Records that point to named objects:
* * *

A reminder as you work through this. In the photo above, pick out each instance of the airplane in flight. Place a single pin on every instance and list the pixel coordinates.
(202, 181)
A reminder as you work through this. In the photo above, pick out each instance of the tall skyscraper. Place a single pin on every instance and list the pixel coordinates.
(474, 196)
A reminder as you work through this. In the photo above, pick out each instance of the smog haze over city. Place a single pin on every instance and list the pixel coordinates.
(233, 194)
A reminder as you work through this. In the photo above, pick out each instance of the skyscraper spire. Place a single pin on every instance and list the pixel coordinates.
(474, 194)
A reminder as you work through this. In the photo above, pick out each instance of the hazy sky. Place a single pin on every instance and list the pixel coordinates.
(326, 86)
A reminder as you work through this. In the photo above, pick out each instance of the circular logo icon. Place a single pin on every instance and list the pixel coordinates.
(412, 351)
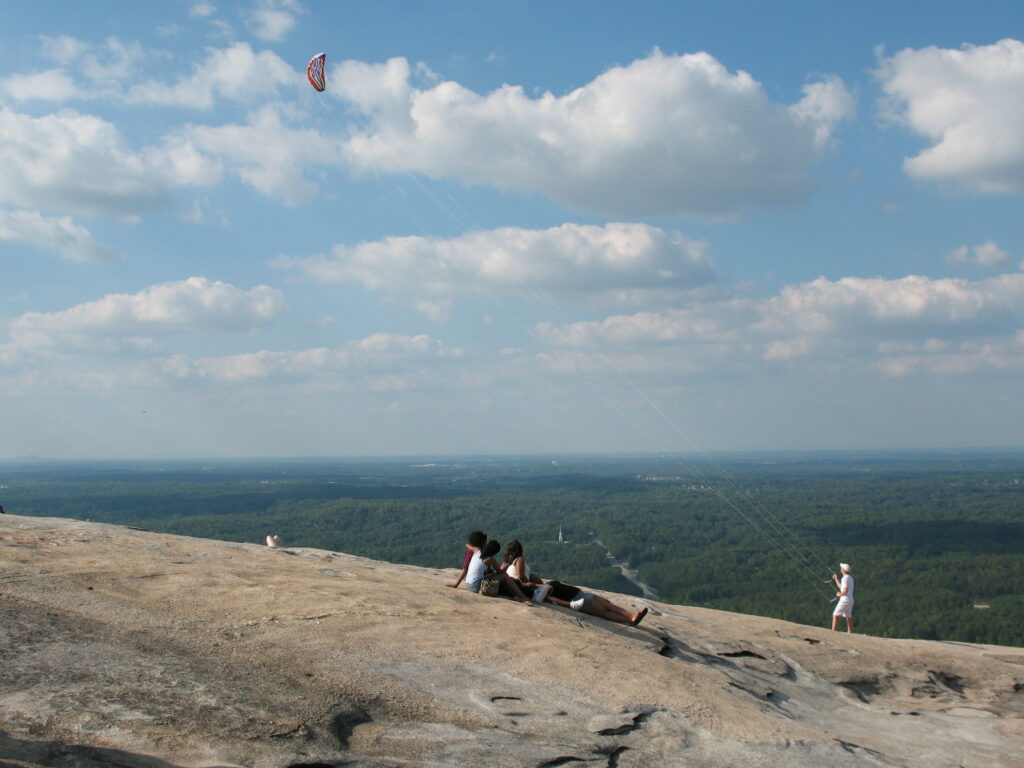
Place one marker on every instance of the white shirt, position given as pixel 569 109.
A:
pixel 476 569
pixel 514 571
pixel 847 584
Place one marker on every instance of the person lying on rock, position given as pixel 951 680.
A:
pixel 572 597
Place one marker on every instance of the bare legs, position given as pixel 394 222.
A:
pixel 849 624
pixel 606 609
pixel 510 584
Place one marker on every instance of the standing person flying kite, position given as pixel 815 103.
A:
pixel 845 605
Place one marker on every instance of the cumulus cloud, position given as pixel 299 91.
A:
pixel 59 235
pixel 389 356
pixel 987 254
pixel 969 102
pixel 617 263
pixel 271 19
pixel 111 70
pixel 850 321
pixel 667 134
pixel 237 73
pixel 50 85
pixel 127 322
pixel 79 164
pixel 268 154
pixel 102 71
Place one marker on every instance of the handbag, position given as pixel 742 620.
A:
pixel 489 587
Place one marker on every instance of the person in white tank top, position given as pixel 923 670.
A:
pixel 844 607
pixel 514 563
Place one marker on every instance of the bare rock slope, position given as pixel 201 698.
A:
pixel 128 648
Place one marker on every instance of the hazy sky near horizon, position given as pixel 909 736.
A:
pixel 509 227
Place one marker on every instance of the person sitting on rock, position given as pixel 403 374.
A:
pixel 476 540
pixel 507 585
pixel 482 564
pixel 515 565
pixel 572 597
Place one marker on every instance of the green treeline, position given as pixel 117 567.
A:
pixel 929 540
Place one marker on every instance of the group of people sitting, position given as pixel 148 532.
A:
pixel 514 580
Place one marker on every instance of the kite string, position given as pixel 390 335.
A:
pixel 781 537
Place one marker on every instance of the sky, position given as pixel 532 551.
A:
pixel 508 228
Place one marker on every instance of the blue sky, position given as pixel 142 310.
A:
pixel 509 227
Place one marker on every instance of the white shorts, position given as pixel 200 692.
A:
pixel 844 608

* * *

Requirement >> Reproduce the listing verbatim from the line with "of the skyscraper" up to and including the line with "pixel 845 605", omitting the pictures.

Solution below >>
A reminder as you work through this. In the photo above, pick out each instance of the skyscraper spire. Place a single pin on every instance and list the pixel coordinates.
(474, 194)
A reminder as you work through this. In the photo above, pick out each instance of the hazy sky. Place a single pin on every instance and list the pixel coordinates.
(326, 86)
A reminder as you work through this. In the photo above, pick out each instance of the circular logo icon. Place a single pin on every instance and list the pixel coordinates.
(412, 351)
Place one marker on every instance of the white shirt, position given as pixel 569 109.
A:
pixel 476 569
pixel 514 571
pixel 847 584
Place one marker on every instance of the person lying on rock, position given as pixel 951 680.
A:
pixel 572 597
Place one marker on every instance of the bare legs, position given as pixel 394 222.
A:
pixel 849 624
pixel 606 609
pixel 510 584
Place one marker on every instance of the standing person flying kite, position given as pixel 815 103.
A:
pixel 845 605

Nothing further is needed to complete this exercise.